No puede Cervantes dejar de acordarse de los disciplinantes también en esta Segunda Parte que, no pudiendo ser en menoscabo de los de su patria, ha de referir a los masoquistas chiitas o, en general, a los musulmanes dándose con la cabeza en el suelo.

Pero, a diferencia de don Quijote, que no admite la mentira, Cervantes la comete:

Apeáronse en un mesón, que por tal le reconoció don Quijote, y no por castillo de cava honda, torres, rastrillos y puente levadiza, que después que le vencieron con más juicio en todas las cosas discurría, como agora se dirá. Alojáronle en una sala baja, a quien servían de guadameciles unas sargas viejas pintadas, como se usan en las aldeas. En una dellas estaba pintada de malísima mano el robo de Elena, cuando el atrevido huésped se la llevó a Menalao, y en otra estaba la historia de Dido y de Eneas, ella sobre una alta torre, como que hacía de señas con una media sábana al fugitivo huésped, que por el mar sobre una fragata o bergantín se iba huyendo. Notó en las dos historias que Elena no iba de muy mala gana, porque se reía a socapa y a lo socarrón, pero la hermosa Dido mostraba verter lágrimas del tamaño de nueces por los ojos. Viendo lo cual don Quijote, dijo:

—Estas dos señoras fueron desdichadísimas por no haber nacido en esta edad, y yo sobre todos desdichado en no haber nacido en la suya: encontrara a aquestos señores yo, y ni fuera abrasada Troya ni Cartago destruida, pues con solo que yo matara a Paris se escusaran tantas desgracias.

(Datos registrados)
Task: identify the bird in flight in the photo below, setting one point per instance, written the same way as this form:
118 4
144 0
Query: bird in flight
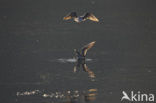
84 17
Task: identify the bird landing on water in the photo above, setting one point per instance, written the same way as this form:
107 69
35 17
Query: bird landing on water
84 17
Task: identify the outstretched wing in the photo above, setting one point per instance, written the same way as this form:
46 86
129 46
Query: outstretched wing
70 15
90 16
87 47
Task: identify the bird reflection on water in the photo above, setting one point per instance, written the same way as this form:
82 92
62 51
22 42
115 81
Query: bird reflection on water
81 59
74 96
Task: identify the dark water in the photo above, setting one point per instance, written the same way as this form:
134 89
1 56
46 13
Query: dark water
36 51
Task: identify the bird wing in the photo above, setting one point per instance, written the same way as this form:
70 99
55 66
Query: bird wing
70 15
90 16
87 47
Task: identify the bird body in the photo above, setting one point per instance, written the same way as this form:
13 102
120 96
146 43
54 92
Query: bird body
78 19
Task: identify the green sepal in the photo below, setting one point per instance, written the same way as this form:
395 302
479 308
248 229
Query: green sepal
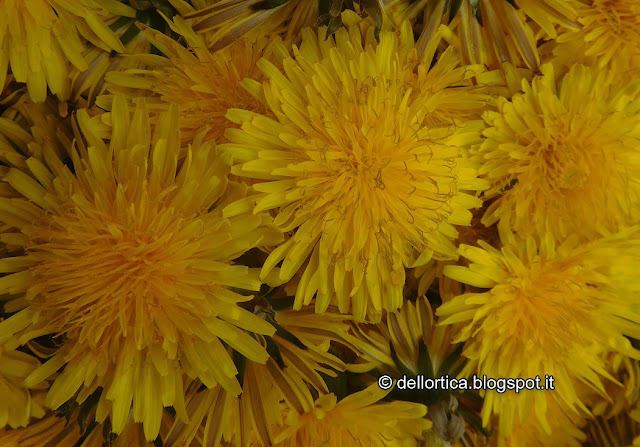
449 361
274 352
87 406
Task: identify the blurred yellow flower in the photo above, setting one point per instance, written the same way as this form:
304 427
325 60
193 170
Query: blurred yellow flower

Instrucciones:
[a] Responde estas preguntas sobre el texto:
(i) ¿De quiénes no puede dejar de acordarse Cervantes en esta Segunda Parte?
(ii) Además del robo de Elena, ¿qué historia estaba pintada en las sargas de la sala?
(iii) ¿A quién dice don Quijote que le habría bastado matar para evitar tantas desgracias?
[b] Indica, por favor, si cada afirmación concuerda con el texto y cita las palabras que lo deciden:
(i) Don Quijote tomó el mesón por un castillo.
(ii) En la pintura, Dido aparecía llorando.
(iii) Don Quijote admite la mentira.

Respuestas:
[a]
(i) De los disciplinantes.
(ii) La historia de Dido y de Eneas.
(iii) A Paris.

[b]
(i) No: "que por tal le reconoció don Quijote, y no por castillo de cava honda".
(ii) Sí: "la hermosa Dido mostraba verter lágrimas del tamaño de nueces por los ojos".
(iii) No: "a diferencia de don Quijote, que no admite la mentira".